→ **What to work on**:
Beginning at the line that contains "Question. For each instance of the graffiti", return every remaining line of the data below exactly; return nothing before it.

[Dataset entries]
::::

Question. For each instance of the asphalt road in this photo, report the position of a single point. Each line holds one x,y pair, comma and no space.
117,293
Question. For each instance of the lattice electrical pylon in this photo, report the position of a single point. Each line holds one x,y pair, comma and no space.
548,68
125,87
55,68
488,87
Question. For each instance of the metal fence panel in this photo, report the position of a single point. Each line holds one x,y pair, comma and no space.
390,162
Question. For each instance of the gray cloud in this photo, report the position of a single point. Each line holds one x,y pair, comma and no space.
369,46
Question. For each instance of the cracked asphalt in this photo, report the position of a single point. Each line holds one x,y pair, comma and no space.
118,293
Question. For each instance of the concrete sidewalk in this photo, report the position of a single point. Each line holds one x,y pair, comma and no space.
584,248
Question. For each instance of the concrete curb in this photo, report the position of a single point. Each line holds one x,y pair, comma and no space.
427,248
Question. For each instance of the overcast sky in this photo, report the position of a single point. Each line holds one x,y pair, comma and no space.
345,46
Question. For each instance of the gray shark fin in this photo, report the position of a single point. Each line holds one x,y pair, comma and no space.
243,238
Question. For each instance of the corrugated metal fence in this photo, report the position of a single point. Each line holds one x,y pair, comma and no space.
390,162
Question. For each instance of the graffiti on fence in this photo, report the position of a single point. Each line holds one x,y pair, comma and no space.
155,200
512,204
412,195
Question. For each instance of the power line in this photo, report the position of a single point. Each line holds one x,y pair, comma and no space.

::::

→ **Exercise answer**:
Question. For each instance of the graffiti on fence in this photo, report the position of a single point. Each line holds one x,y pair, comma and no space.
155,200
512,204
412,195
Question. For each instance of the power line in this photo, report the position of a single point. Each line holds one x,y pair, comma and no space.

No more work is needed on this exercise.